● **Yang Diminta**
a) Menurut bacaan tentang kilang dan devisa, mengapa pembangunan kilang di dalam negeri membuat devisa yang terkuras menjadi jauh berkurang? Jawab dalam satu sampai tiga kalimat.
b) Lanjutkan bacaan tentang impor BBM dan cadangan devisa, mulai setelah kalimat terakhirnya.

++++ Bacaan

Satu lagi, pembangunan kilang di dalam negeri akan mengurangi ketergantungan impor BBM. Seiring dengan turunnya impor BBM, dengan sendirinya devisa yang terkuras pun jadi jauh berkurang. Data Kementerian Perdagangan menyebutkan, selama Januari hingga Oktober 2011, nilai impor produk migas Indonesia mencapai US$33,604 miliar atau lebih dari Rp340 triliun. Angka ini naik drastis sebesar 53,99% dibandingkan periode yang sama tahun sebelumnya yang US$21,822 miliar. Selama 3 bulan terakhir saja, cadangan devisa sudah berkurang –US$14,6 miliar. Angka ini melorot tajam jika dibandingkan posisi akhir tahun lalu, yaitu sebesar –US$20 miliar. Sampai 31 Juli 2013 cadangan devisa tinggal US$92,7 miliar. Padahal, sampai akhir Agustus 2011 cadangan devisa tercatat US$124,6 miliar
Tentu saja, angka-angka ini sangat berpengaruh pada fundamental ekonomi makro kita. Indonesia mengalami apa yang disebut Rizal Ramli dengan quatro-deficits sekaligus. Yaitu, Defisit Neraca Perdagangan sebesar -U$6 miliar, defisit Neraca Pembayaran -U$9,8 miliar, deficit Balance Of Payments -U$6,6 miliar pada kuartal pertama 2013, dan defisit APBN plus utang lebih dari Rp2.100 triliun. Ini benar-benar bahaya. Kita harus mencegah agar Indonesia tidak kembali terpuruk seperti tahun 1998.

++++++++
++++ Baris Data

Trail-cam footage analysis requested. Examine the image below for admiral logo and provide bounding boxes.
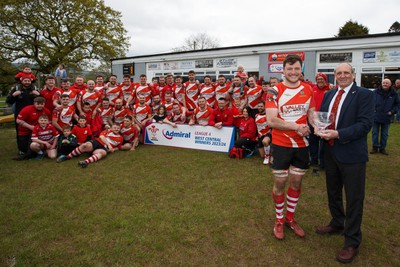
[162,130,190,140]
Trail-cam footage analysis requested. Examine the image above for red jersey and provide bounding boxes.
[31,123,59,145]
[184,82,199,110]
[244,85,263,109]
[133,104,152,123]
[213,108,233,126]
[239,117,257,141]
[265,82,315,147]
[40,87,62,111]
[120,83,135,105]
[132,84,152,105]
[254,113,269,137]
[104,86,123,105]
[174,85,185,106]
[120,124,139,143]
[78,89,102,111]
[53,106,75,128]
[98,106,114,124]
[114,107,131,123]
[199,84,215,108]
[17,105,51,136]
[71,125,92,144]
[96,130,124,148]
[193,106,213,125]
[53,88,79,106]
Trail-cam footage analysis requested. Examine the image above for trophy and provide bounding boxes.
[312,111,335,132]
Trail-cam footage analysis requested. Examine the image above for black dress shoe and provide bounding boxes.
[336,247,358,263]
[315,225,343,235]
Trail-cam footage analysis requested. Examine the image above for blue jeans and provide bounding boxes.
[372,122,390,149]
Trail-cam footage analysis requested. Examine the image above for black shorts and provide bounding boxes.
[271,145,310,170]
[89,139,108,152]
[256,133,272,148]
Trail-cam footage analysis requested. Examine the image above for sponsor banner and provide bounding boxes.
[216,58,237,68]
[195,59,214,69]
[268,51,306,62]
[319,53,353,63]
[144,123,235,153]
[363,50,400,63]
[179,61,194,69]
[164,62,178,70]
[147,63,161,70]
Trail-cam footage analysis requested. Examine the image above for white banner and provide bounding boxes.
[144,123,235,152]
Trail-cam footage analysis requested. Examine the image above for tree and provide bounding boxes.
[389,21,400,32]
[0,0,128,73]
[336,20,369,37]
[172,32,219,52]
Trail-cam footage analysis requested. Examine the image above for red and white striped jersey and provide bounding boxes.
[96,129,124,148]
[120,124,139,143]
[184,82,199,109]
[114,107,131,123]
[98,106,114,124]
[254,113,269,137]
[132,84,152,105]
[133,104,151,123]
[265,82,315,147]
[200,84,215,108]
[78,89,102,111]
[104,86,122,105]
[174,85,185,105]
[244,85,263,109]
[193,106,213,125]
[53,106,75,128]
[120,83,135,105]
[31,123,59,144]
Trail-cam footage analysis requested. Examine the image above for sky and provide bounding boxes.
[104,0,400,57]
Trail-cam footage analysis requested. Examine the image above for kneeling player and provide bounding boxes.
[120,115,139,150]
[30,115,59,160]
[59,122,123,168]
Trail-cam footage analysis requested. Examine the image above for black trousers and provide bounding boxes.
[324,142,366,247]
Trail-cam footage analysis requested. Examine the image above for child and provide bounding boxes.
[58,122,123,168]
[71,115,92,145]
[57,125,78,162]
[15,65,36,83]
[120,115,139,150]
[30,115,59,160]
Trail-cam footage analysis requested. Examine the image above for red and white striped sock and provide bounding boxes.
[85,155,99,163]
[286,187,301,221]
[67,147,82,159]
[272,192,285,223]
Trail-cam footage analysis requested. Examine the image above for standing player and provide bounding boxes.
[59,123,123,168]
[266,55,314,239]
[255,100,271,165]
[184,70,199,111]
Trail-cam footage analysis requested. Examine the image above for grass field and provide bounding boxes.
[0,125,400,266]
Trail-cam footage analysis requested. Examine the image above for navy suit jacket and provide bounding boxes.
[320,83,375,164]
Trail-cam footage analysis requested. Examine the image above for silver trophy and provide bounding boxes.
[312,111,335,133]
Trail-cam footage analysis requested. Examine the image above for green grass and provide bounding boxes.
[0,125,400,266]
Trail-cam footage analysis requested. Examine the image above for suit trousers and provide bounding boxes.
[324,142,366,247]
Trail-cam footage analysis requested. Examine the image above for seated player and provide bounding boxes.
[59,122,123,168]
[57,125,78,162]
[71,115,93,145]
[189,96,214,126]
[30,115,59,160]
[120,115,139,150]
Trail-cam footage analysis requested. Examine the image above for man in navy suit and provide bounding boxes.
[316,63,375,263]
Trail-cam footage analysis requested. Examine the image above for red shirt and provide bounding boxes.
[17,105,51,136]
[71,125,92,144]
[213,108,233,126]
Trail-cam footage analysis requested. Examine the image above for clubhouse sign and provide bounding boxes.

++++++++

● **Jawaban Berurutan**
a) Pembangunan kilang di dalam negeri akan mengurangi ketergantungan Indonesia pada impor BBM. Karena impor BBM turun, devisa yang terkuras dengan sendirinya juga jauh berkurang.

b)
Sayangnya, kendati sudah disampaikan sejak delapan tahun silam, pemerintah bagai menutup mata telinganya. Pemerintah tidak mau? Atau, mungkin lebih tepat disebut tidak berani? Memang ada banyak kepentingan yang akan terganggu jika pembangunan kilang minyak dilakukan.
Itulah sebabnya bak pujangga, Rizal Ramli mengatakan, “Ibarat ikan, yang busuk pasti dimulai dari kepalanya. Kalau mau membenahi industri migas nasional, harus berani membersihkan ‘kepala ikannya’ dulu.”
Pada titik ini, akhirnya ungkapan “sungai-sungai kecil yang masuk ke sungai besar. Muara sungai besar itu akhirnya adalah Istana Hitam” yang disampaikannya itu seperti menemukan kebenarannya. Kalau korupsi dan suap di sektor Migas hanyalah satu sungai kecil, tentu masih banyak sungai-sungai kecil lainnya. Publik diharapkan belum lupa dengan kasus suap kuota impor sapi. Begitu juga dengan dugaan kartel pada gula, kedelai, dan berbagai komoditas lain, bahkan garam! Semua itu adalah sungai-sungai kecil lainnya yang masuk ke sungai besar dan akhirnya bermuara ke istana hitam. Hmmm… (*)
-------------
Penulis adalah: Edy Mulyadi, Direktur Program Centre for Economic and Democracy Studies (CEDeS)
-------------
Penulis adalah: Edy Mulyadi, Direktur Program Centre for Economic and Democracy Studies (CEDeS)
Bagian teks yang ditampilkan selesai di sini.